(WHAT NEEDS TO BE DONE):
Your task is to count the lines of the records that contain "item". Answer with the number and nothing else.

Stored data
■ ■ ■ ■ ■

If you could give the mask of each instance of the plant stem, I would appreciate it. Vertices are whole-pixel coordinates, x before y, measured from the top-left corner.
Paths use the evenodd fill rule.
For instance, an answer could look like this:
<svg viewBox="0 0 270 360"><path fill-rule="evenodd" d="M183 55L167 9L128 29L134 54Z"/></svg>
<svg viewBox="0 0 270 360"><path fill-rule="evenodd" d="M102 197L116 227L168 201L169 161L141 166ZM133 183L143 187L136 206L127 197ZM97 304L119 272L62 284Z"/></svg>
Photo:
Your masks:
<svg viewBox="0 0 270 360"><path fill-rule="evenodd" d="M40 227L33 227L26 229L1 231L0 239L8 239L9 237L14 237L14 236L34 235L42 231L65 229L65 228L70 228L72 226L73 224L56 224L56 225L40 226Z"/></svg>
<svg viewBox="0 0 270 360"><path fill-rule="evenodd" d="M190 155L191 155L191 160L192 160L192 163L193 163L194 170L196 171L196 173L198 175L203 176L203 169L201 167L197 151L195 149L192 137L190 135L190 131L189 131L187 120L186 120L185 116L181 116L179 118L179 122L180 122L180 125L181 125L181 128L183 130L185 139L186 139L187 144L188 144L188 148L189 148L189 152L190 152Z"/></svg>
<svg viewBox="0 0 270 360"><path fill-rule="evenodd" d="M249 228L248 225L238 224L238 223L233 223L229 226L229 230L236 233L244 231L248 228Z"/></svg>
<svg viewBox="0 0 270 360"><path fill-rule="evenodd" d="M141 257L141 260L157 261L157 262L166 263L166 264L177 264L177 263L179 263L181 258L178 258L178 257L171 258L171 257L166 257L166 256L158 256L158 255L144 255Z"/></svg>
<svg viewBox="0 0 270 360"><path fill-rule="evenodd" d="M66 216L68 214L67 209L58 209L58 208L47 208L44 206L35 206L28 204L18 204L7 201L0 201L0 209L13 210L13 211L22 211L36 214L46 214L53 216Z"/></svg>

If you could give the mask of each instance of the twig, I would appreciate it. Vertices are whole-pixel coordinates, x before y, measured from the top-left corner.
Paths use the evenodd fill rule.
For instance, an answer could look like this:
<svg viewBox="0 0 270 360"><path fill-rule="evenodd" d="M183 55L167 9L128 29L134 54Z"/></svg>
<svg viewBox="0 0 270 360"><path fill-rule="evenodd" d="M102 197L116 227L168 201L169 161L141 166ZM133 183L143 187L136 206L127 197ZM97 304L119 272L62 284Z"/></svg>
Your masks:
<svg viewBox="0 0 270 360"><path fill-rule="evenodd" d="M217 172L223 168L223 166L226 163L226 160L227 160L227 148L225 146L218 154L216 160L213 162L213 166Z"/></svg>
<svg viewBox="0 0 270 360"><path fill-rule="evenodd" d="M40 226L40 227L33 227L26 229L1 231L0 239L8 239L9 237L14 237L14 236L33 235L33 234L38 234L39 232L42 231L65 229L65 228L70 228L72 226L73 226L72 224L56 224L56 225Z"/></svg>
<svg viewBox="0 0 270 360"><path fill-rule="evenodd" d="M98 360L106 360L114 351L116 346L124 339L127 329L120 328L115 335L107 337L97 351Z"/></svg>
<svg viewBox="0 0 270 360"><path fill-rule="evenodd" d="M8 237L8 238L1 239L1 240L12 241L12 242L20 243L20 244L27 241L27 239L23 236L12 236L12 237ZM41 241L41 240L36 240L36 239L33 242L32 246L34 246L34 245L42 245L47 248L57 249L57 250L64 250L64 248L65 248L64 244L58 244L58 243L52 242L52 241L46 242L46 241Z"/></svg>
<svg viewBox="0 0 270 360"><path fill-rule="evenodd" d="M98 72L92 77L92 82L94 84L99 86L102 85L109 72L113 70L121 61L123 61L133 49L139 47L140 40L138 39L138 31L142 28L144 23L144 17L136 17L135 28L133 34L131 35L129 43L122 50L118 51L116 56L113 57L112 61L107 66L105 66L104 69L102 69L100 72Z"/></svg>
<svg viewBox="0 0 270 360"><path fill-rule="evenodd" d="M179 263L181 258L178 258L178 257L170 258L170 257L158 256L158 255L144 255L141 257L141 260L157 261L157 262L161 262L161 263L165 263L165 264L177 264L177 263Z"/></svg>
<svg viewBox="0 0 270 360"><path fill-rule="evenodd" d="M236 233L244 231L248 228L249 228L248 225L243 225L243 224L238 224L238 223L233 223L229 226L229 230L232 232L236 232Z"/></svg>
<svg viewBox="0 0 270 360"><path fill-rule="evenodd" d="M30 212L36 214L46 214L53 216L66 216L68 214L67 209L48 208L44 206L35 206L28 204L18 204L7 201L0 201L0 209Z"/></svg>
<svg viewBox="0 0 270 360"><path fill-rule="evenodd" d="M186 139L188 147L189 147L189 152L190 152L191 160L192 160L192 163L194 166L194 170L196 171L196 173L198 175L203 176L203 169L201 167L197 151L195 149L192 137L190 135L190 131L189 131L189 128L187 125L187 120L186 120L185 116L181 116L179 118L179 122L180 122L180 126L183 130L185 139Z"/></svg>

■ ■ ■ ■ ■

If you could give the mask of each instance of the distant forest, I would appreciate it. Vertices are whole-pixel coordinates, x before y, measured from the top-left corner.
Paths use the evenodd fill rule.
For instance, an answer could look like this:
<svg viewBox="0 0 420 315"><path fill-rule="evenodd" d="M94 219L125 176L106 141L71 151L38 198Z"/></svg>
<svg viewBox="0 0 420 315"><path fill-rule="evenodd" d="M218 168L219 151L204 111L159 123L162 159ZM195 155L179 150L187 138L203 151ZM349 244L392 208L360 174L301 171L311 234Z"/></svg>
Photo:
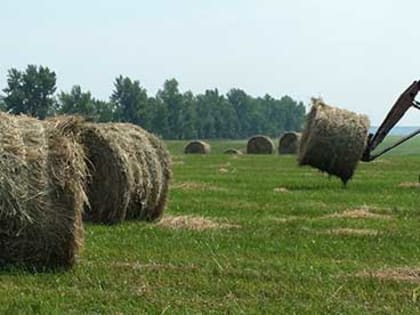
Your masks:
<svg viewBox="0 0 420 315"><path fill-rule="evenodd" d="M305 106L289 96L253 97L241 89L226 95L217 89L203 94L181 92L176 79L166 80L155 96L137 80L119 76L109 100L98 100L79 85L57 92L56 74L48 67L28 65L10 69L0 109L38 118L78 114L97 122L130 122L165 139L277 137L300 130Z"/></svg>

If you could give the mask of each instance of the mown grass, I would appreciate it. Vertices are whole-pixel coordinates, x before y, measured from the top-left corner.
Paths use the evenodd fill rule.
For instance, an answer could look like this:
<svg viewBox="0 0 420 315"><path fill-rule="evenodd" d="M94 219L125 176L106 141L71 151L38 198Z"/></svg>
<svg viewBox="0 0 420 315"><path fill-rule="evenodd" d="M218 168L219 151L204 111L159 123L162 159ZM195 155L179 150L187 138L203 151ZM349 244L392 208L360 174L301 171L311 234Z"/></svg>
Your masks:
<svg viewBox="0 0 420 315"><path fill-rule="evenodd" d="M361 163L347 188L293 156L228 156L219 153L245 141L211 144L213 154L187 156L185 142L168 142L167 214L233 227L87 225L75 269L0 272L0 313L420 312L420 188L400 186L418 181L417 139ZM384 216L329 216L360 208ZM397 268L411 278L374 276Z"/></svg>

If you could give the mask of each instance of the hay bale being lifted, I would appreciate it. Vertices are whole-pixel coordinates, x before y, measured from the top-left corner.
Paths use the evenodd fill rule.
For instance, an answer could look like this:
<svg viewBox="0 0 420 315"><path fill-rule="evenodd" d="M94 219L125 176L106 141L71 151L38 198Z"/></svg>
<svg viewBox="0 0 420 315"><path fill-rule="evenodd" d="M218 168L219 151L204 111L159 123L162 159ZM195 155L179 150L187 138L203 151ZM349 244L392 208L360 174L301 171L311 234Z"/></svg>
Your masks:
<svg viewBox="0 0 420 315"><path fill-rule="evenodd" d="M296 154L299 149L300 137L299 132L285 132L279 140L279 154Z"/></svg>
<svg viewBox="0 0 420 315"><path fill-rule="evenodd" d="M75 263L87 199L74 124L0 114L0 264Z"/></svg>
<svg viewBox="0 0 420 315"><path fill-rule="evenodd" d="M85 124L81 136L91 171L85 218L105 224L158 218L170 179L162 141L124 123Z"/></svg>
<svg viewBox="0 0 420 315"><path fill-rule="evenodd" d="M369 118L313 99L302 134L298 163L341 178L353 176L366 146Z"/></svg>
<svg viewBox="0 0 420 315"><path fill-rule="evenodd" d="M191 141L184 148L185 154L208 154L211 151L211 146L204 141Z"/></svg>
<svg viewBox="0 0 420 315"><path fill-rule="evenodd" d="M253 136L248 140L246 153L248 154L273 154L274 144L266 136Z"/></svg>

■ ■ ■ ■ ■

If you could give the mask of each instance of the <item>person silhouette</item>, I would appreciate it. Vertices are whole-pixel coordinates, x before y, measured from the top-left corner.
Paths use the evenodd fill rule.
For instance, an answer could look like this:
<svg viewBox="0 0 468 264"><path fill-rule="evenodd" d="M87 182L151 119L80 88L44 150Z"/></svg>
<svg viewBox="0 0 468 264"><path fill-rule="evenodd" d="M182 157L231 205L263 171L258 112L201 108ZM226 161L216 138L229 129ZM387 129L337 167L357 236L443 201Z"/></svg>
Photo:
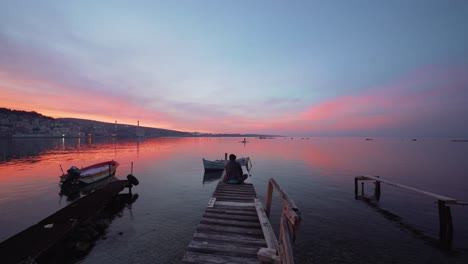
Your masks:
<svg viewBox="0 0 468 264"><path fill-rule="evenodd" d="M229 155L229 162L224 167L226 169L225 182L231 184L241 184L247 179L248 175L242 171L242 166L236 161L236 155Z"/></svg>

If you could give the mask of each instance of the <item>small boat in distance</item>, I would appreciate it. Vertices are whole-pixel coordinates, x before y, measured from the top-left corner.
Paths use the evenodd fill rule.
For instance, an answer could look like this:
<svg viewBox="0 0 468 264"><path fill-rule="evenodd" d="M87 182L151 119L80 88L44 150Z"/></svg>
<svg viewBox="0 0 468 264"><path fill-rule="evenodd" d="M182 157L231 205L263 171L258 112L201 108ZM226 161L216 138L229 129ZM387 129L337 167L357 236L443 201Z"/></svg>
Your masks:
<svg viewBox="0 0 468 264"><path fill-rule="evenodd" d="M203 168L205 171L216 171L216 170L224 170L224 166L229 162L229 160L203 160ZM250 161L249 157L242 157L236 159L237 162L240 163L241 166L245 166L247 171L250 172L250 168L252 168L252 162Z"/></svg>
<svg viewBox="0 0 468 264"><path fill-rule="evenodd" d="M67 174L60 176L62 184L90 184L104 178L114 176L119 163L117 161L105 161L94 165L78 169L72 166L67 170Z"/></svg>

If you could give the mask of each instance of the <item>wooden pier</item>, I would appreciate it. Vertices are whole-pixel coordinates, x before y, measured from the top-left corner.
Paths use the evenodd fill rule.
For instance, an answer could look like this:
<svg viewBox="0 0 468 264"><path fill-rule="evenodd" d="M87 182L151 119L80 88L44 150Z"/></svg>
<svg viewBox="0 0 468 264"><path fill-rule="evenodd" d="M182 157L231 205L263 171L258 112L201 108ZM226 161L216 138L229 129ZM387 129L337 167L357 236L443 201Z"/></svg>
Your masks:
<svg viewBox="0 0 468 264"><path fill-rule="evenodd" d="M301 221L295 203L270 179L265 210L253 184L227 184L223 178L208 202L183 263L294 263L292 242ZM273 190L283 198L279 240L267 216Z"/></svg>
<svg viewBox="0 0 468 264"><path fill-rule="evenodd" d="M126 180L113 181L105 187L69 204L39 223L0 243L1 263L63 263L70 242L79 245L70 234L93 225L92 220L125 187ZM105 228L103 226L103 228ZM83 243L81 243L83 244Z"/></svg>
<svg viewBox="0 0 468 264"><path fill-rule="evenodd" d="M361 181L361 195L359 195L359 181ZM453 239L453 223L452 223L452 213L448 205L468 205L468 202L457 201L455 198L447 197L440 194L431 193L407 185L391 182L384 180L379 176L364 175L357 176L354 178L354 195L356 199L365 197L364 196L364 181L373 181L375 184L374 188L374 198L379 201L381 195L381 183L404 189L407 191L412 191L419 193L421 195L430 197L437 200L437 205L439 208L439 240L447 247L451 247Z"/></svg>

■ ■ ■ ■ ■

(RESULT FOR THIS EXERCISE):
3